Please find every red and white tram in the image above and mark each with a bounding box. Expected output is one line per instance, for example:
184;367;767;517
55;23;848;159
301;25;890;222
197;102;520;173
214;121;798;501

○ ○ ○

= WHAT YOU HAVE TO DO =
With every line intact, print the records above again.

= ANSWER SPACE =
Please find every red and white tram in the image above and mark each with a bounding box. Expected output is one line per instance, for example:
184;367;767;517
55;23;848;159
301;25;890;222
197;102;520;173
214;121;798;501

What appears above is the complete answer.